> **Source**
-- START --

For example, a tree with just a root node: DFS returns state `0` for the root (it's a leaf that needs coverage), but there's no parent to cover it. We must add a camera.
Always check: if `dfs(root) == 0`, increment the camera count.
wrong_approach: "Assume DFS handles all nodes"
correct_approach: "Check root state after DFS and add camera if needed"
- title: Wrong State Transitions
description: |
The order of checking states matters:
1. First check if any child needs coverage (state `0`) — must place camera
2. Then check if any child has camera (state `1`) — we're covered
3. Default: we need coverage (state `0`)
If you check in the wrong order, you might skip placing a necessary camera or place unnecessary ones.
wrong_approach: "Check states in arbitrary order"
correct_approach: "Prioritise: uncovered children first, then covered check, then default"
key_takeaways:
- "**Bottom-up greedy**: Process leaves first and make decisions that propagate upward — cameras placed higher cover more nodes"
- "**State machine on trees**: Using discrete states (`0`, `1`, `2`) for each node simplifies complex decision logic into clear transitions"
- "**Post-order DFS pattern**: When a node's decision depends on its children's states, process children first (post-order)"
- "**Similar problems**: This greedy tree coverage pattern appears in problems like House Robber III, distributing coins in a tree, and tree colouring problems"
time_complexity: "O(n). We visit each node exactly once during the post-order DFS traversal."
space_complexity: "O(h) where h is the height of the tree. The recursion stack can grow up to the tree's height. In the worst case (skewed tree), this is O(n); for a balanced tree, it's O(log n)."
solutions:
- approach_name: Post-order DFS with Greedy States
is_optimal: true
code: |
class TreeNode:
def __init__(self, val=0, left=None, right=None):
self.val = val
self.left = left
self.right = right
def min_camera_cover(root: TreeNode) -> int:
# State meanings:
# 0 = node needs to be covered
# 1 = node has a camera
# 2 = node is covered (by child's camera)
cameras = 0
def dfs(node: TreeNode) -> int:
nonlocal cameras
# Null nodes are considered "covered" — they don't need monitoring
if not node:
return 2
# Post-order: process children first
left_state = dfs(node.left)
right_state = dfs(node.right)

-- END --

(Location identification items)
-- START --

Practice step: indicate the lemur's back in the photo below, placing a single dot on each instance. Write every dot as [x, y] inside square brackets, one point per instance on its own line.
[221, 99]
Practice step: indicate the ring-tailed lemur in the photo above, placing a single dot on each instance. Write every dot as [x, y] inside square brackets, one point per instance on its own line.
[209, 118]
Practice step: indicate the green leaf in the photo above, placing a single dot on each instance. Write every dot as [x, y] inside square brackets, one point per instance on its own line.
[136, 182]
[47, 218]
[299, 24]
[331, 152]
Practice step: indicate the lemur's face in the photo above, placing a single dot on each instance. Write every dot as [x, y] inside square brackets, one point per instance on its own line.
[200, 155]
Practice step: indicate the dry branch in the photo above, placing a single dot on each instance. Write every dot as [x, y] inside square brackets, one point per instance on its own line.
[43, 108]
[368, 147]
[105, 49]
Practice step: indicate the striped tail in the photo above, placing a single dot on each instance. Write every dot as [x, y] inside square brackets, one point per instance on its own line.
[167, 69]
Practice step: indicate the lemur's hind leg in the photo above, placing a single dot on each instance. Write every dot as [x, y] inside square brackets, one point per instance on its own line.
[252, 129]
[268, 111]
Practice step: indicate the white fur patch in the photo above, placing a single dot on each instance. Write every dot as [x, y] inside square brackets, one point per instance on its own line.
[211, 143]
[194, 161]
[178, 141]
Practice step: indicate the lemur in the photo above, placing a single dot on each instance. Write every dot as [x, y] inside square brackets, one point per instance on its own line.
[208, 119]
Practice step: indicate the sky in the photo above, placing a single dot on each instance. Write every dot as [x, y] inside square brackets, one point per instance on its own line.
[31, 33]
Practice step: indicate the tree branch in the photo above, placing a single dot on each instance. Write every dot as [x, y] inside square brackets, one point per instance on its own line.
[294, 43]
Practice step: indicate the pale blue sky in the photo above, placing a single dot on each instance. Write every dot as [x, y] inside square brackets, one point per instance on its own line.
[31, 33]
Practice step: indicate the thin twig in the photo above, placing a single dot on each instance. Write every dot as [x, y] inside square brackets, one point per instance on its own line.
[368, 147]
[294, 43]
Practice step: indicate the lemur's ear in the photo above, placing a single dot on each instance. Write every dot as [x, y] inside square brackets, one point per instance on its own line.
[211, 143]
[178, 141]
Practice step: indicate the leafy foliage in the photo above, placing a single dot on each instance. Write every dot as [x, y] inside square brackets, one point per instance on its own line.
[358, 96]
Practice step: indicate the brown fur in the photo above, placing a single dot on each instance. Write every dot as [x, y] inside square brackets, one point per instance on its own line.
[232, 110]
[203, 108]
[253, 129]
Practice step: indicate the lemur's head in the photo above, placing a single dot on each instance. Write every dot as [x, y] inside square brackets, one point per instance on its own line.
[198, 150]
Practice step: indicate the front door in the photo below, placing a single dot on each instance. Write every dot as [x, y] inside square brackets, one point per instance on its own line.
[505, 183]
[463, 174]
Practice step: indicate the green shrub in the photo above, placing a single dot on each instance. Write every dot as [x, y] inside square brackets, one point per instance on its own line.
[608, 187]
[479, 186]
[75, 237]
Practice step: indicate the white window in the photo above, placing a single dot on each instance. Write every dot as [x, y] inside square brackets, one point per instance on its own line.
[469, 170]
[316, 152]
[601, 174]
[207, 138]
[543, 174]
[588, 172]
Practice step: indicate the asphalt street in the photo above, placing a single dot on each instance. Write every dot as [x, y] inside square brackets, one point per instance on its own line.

-- END --

> **Task set**
a. Transcribe the passage of the camera coverage text starting with "Always check: if" and going on through "place unnecessary ones.".
b. Go on with the camera coverage text, picking up right after its last line.

> **Exercise results**
a.
Always check: if `dfs(root) == 0`, increment the camera count.
wrong_approach: "Assume DFS handles all nodes"
correct_approach: "Check root state after DFS and add camera if needed"
- title: Wrong State Transitions
description: |
The order of checking states matters:
1. First check if any child needs coverage (state `0`) — must place camera
2. Then check if any child has camera (state `1`) — we're covered
3. Default: we need coverage (state `0`)
If you check in the wrong order, you might skip placing a necessary camera or place unnecessary ones.

b.
# If any child needs coverage, we MUST place a camera here
if left_state == 0 or right_state == 0:
cameras += 1
return 1 # This node now has a camera
# If any child has a camera, this node is covered
if left_state == 1 or right_state == 1:
return 2 # Covered by child's camera
# Both children are covered but no camera nearby
# This node needs to be covered by its parent
return 0
# Run DFS and handle root edge case
root_state = dfs(root)
# If root still needs coverage, add a camera
# (root has no parent to cover it)
if root_state == 0:
cameras += 1
return cameras
explanation: |
**Time Complexity:** O(n) — Each node is visited exactly once.
**Space Complexity:** O(h) — Recursion stack depth equals tree height.
We use post-order DFS to process children before parents. Each node returns a state indicating whether it needs coverage, has a camera, or is already covered. The greedy choice to place cameras only when children need coverage ensures minimal camera usage. The root check handles the edge case where the root itself needs coverage.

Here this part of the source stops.